* **EXERCISE BRIEF**: In every row, change "Put a point on each instance" to "Mark every instance with a point" and leave everything else untouched. Give the rows back without the pictures.
▬▬▬▬▬▬▬▬▬▬
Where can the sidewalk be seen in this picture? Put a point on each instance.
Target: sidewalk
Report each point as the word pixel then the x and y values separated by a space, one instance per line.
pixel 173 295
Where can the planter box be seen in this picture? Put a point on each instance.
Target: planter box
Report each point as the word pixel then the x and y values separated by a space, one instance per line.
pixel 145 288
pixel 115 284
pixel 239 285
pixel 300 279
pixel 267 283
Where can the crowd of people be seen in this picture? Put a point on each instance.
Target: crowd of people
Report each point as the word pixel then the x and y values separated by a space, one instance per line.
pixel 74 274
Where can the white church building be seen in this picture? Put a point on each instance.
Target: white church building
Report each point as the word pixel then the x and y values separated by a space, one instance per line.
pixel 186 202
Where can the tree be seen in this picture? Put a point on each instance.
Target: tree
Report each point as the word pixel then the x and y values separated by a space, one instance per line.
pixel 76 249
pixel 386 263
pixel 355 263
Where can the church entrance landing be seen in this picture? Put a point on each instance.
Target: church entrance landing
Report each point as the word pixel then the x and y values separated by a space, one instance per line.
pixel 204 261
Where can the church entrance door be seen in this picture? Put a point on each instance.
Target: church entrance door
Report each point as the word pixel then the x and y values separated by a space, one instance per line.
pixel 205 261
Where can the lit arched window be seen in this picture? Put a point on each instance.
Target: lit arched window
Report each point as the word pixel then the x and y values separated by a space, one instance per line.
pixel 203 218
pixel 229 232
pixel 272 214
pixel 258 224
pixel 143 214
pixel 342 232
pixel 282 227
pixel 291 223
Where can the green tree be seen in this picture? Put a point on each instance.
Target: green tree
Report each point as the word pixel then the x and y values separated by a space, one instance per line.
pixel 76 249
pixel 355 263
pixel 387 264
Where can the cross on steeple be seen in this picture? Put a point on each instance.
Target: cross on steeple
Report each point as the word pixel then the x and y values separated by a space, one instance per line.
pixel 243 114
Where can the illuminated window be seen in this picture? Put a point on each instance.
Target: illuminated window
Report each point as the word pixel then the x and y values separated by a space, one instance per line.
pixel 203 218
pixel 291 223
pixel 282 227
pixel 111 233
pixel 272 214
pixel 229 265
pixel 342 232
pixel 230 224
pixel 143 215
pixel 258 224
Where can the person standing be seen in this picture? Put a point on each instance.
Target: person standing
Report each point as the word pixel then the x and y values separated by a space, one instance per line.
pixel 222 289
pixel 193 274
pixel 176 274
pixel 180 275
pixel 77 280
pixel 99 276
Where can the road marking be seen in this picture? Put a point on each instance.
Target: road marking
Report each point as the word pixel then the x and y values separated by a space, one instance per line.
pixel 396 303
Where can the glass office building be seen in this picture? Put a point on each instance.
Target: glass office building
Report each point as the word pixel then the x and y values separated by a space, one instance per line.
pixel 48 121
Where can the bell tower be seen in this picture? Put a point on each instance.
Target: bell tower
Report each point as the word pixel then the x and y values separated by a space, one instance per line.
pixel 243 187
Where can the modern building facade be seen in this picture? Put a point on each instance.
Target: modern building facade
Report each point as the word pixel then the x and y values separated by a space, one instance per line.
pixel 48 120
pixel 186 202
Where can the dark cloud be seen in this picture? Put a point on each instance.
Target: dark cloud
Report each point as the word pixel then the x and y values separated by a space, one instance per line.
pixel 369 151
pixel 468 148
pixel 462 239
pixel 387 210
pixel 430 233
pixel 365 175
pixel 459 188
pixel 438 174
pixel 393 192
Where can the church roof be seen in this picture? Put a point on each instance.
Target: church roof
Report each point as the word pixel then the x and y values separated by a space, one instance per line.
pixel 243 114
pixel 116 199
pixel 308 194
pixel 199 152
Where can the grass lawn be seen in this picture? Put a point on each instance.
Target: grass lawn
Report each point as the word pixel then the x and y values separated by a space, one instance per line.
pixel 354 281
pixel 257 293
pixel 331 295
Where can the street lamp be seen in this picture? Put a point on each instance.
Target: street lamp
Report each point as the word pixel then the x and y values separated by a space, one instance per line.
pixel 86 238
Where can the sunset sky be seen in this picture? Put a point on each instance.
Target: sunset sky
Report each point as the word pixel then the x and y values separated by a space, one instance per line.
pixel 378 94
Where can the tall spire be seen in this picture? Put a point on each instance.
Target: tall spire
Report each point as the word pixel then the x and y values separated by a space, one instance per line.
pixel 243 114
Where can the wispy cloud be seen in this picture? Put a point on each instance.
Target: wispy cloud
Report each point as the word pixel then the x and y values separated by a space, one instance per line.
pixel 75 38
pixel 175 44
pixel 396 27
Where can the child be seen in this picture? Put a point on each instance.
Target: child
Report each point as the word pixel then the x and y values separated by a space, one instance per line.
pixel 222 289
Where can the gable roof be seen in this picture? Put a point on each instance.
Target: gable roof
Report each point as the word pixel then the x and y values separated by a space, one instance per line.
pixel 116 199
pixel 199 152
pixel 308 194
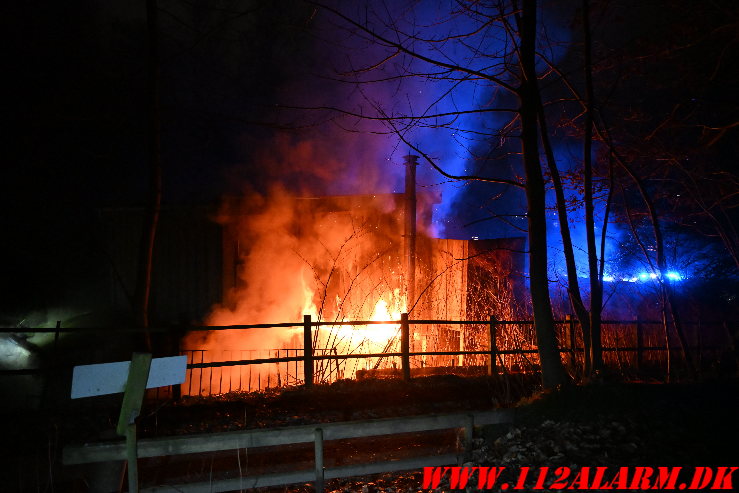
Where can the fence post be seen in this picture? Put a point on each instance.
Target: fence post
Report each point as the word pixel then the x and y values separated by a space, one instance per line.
pixel 571 337
pixel 639 345
pixel 405 338
pixel 307 351
pixel 318 449
pixel 492 368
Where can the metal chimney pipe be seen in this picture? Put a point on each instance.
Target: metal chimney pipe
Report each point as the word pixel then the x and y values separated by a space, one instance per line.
pixel 411 162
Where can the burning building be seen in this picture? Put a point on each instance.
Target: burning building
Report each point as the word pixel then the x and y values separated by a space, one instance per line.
pixel 275 257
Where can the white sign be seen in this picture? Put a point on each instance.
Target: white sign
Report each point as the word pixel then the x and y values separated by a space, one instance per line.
pixel 110 378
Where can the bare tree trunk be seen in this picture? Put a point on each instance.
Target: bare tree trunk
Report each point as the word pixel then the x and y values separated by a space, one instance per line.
pixel 151 219
pixel 596 283
pixel 552 370
pixel 573 284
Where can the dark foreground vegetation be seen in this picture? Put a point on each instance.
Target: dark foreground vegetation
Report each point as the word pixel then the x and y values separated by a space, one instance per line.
pixel 614 424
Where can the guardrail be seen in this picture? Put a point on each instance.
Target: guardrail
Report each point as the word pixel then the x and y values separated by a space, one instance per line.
pixel 318 434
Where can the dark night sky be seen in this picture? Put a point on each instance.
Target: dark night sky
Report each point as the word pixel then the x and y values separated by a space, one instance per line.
pixel 75 137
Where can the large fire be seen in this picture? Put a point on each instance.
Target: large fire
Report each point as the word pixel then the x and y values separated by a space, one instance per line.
pixel 336 260
pixel 340 260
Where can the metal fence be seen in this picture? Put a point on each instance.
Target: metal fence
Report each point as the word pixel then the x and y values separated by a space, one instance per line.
pixel 630 346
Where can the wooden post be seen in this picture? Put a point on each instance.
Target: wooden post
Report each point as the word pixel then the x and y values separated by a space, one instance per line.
pixel 492 364
pixel 571 337
pixel 639 345
pixel 307 351
pixel 318 448
pixel 138 375
pixel 405 331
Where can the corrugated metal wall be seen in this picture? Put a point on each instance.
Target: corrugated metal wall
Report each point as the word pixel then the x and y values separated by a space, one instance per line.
pixel 187 273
▬▬▬▬▬▬▬▬▬▬
* **SOLVED PROBLEM**:
Where can the sidewalk be seen in this picture? Mark every instance with a point.
Target: sidewalk
Report each point as the word pixel then the x and y values separated by a space, one instance per line.
pixel 173 295
Where can the planter box be seen in this picture? Mark every instance with a point.
Target: planter box
Report each point as the word pixel then the x and y values separated by a space, one instance per line.
pixel 145 288
pixel 115 284
pixel 239 285
pixel 300 279
pixel 267 283
Where can the crowd of people be seen in this picture? Mark every instance with a point.
Target: crowd of people
Report each point as the word pixel then the x and y values separated by a space, one instance per line.
pixel 74 274
Where can the white church building be seen in this picture? Mark every instance with a point.
Target: white church building
Report each point as the word pixel then the x and y values separated by a space, one instance per line.
pixel 186 202
Where can the tree be seen in this picture? Mark every instance with a point.
Target: tree
Report each point as the word pixel then the x and y values separated by a space, one instance per line.
pixel 76 249
pixel 386 263
pixel 355 263
Where can the church entrance landing be seen in this picture? Mark every instance with a point.
Target: church entrance landing
Report each point as the word pixel then the x and y values separated by a space, one instance per line.
pixel 204 261
Where can the church entrance door be seen in this picture? Mark every instance with a point.
Target: church entrance door
Report each point as the word pixel then the x and y values separated by a space, one instance per line.
pixel 205 261
Where can the lit arched window be seen in this picture? Mark every instance with a point.
Target: lit arched window
Report each point as the word pixel then the x and y values separated by a space, one instance per line.
pixel 203 218
pixel 229 232
pixel 272 214
pixel 258 224
pixel 143 214
pixel 342 232
pixel 282 227
pixel 291 223
Where can the green tree be seen in this picture? Mark every instance with a point.
Target: green tree
Report each point as the word pixel then the x and y values separated by a space, one instance per line.
pixel 76 249
pixel 355 263
pixel 387 264
Where can the cross on steeple be seen in this picture? Mark every instance with a point.
Target: cross on steeple
Report each point as the word pixel then the x and y values separated by a space, one instance per line.
pixel 243 114
Where can the illuminated window be seen in this picture? Mark every instance with a point.
Target: illuminated window
Report each point as the word pixel then the x and y values separated by a space, one instance per line.
pixel 203 218
pixel 291 223
pixel 282 227
pixel 111 233
pixel 272 214
pixel 229 265
pixel 342 232
pixel 230 224
pixel 143 215
pixel 258 224
Where can the person standing be seen in this picture? Mark every instance with a point.
Target: person standing
Report each point as the word pixel then the x and y values separated by a space, one instance per line.
pixel 222 289
pixel 193 274
pixel 176 274
pixel 180 275
pixel 77 280
pixel 99 276
Where can the road marking be seen in this picture? Mark every instance with a point.
Target: road marking
Report each point as the word pixel then the x and y values separated by a space, one instance per line.
pixel 396 303
Where can the glass office building be seen in this picture? Mark every instance with a point.
Target: glass office building
Report each point as the word pixel then the x and y values separated by a space, one instance per line.
pixel 48 121
Where can the bell tower be seen in this picture? Mark every instance with a point.
Target: bell tower
Report each point as the word pixel then the x and y values separated by a space, one instance per line.
pixel 243 187
Where can the modern building facade be seen in this picture? Mark every instance with a point.
Target: modern building facade
Report each point as the word pixel then the x and y values separated by a space, one instance per line.
pixel 48 120
pixel 186 202
Where can the dark cloud be seen in this picture? Mark every instance with a point.
Target: dark cloud
Report each point as the word pixel then the x and y values separated by a space, one instance per line.
pixel 369 151
pixel 468 148
pixel 462 239
pixel 387 210
pixel 430 233
pixel 365 175
pixel 459 188
pixel 438 174
pixel 393 192
Where can the church roof be seen in this picture? Mark every instance with a point.
Target: church roof
Report each point as the word pixel then the x and y values separated by a space, one instance per line.
pixel 243 114
pixel 116 199
pixel 308 194
pixel 199 152
Where can the grass lawn be seen in this picture? Mark every instance with a point.
Target: grass lawn
Report each point as the word pixel then the x and y values separated by a space, one instance per line.
pixel 354 281
pixel 257 293
pixel 331 295
Where can the street lamp be seen in this picture? Mark every instance with a point.
Target: street lamp
Report each point as the word pixel then the x and y values separated by a space, one instance per line.
pixel 86 238
Where can the sunset sky be seen in this picture? Mark every instance with a point.
Target: sunset sky
Report each point as the word pixel then the x and y values separated by a space, one instance per line.
pixel 378 94
Where can the tall spire be seen in this picture? Mark every instance with a point.
Target: tall spire
Report each point as the word pixel then the x and y values separated by a space, one instance per line.
pixel 243 114
Where can the wispy cloud be seen in this picture? Mark every instance with a point.
Target: wispy cloud
Report each point as the word pixel then the x and y values separated by a space, one instance per line.
pixel 75 38
pixel 175 44
pixel 396 27
Where can the child be seen in this picture? Mark every instance with a point.
Target: child
Report each point as the word pixel then the x and y values separated by a space, one instance per line.
pixel 222 289
Where can the gable roof be seen in this picture? Mark every instance with a point.
Target: gable roof
Report each point as the word pixel then the x and y values separated by a space, one instance per line.
pixel 116 199
pixel 199 152
pixel 308 194
Where can the fence post be seen in this picture? Mark every instance with a point.
Target: fence post
Report each point as the word pixel then the x and y values separated by a space, one instance per line.
pixel 571 337
pixel 639 345
pixel 405 338
pixel 307 351
pixel 318 449
pixel 492 368
Where can the metal chimney pipe be seen in this picture? Mark every instance with a point.
Target: metal chimney pipe
Report each point as the word pixel then the x and y values separated by a space, one instance per line.
pixel 411 162
Where can the burning building be seen in this picture? Mark every instance with a point.
Target: burning building
Report each point as the word pixel then the x and y values separated by a space, one instance per line.
pixel 275 257
Where can the white sign be seen in this picture? Mark every instance with a point.
Target: white sign
Report each point as the word pixel then the x and y values separated by a space, one instance per line.
pixel 110 378
Where can the bare tree trunk be seen in this picture? Mark every instance with a point.
Target: bare tree trunk
Report each point as the word pixel then the x and y values separated by a space, one instance per line.
pixel 151 219
pixel 596 283
pixel 552 370
pixel 573 284
Where can the dark foreground vegetation be seen in this picture? Mark every instance with a point.
Target: dark foreground vegetation
Report each point as the word pixel then the x and y values separated by a space, one instance per line.
pixel 614 424
Where can the guardrail be seen in this picture? Mark every instance with a point.
Target: guardrail
Report each point as the word pixel then the x and y values separated by a space, one instance per line.
pixel 318 434
Where can the dark night sky be seen in this picture? Mark every instance with a point.
Target: dark night sky
Report each point as the word pixel then the x and y values separated by a space, one instance per line.
pixel 75 137
Where can the large fire be seen in this picture? Mark every instance with a point.
Target: large fire
Report each point as the word pixel then the x and y values separated by a space, one instance per line.
pixel 336 260
pixel 340 260
Where can the metal fence be seen in this picture? Mark every instance with a point.
Target: metal fence
Report each point as the word pixel then the x and y values separated by a space, one instance per line.
pixel 630 346
Where can the wooden post be seen in this picture? Mark every instance with a point.
Target: wooden post
Report each point as the word pixel then the x and y values separated by a space, one instance per line.
pixel 492 364
pixel 571 337
pixel 639 345
pixel 307 351
pixel 318 448
pixel 138 375
pixel 405 331
Where can the corrugated metal wall be seen in this picture? Mark every instance with a point.
Target: corrugated metal wall
Report each point as the word pixel then the x and y values separated by a space, one instance per line.
pixel 187 273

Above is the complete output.